SHORT PROBLEM: Please extract every line of the entries below that contains the word "instance". Letter case matters.

## START

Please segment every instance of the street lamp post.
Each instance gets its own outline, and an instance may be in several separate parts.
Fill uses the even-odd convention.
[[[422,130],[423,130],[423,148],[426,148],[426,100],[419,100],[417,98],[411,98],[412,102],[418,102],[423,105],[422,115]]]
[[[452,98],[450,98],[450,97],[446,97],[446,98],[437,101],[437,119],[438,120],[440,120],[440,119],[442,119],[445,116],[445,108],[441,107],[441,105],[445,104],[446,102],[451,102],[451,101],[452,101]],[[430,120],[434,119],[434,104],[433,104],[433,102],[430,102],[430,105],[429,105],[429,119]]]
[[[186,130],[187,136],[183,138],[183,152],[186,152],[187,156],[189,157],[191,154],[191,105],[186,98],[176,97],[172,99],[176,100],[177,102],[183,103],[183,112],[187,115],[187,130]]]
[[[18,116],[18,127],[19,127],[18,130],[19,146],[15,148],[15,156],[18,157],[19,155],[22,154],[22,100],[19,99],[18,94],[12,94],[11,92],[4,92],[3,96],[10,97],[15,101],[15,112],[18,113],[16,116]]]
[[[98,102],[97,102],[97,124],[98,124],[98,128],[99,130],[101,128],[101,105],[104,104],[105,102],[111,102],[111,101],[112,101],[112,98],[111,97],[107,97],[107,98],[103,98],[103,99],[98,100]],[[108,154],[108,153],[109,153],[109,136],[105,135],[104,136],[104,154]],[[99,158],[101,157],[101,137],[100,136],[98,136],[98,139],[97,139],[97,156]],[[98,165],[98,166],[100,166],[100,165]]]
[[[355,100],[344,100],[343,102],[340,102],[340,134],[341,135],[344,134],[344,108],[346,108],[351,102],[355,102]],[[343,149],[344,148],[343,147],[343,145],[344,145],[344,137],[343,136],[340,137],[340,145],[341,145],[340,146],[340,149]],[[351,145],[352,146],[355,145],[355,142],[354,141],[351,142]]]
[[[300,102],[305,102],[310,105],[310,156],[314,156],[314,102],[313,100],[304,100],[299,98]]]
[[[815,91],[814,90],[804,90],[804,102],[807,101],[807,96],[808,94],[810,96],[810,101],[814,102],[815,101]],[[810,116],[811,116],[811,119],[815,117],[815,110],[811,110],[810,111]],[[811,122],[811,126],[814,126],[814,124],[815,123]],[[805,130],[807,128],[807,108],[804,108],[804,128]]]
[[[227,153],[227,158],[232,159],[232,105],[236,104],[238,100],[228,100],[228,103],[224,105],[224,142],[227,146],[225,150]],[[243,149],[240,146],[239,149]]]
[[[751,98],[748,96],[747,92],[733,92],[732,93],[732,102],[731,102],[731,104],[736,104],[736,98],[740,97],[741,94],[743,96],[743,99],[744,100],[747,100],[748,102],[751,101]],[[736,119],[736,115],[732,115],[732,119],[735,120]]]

## END

OUTPUT:
Please segment every instance of the street lamp post.
Each instance gets its own outline, and an instance may be in several separate parts.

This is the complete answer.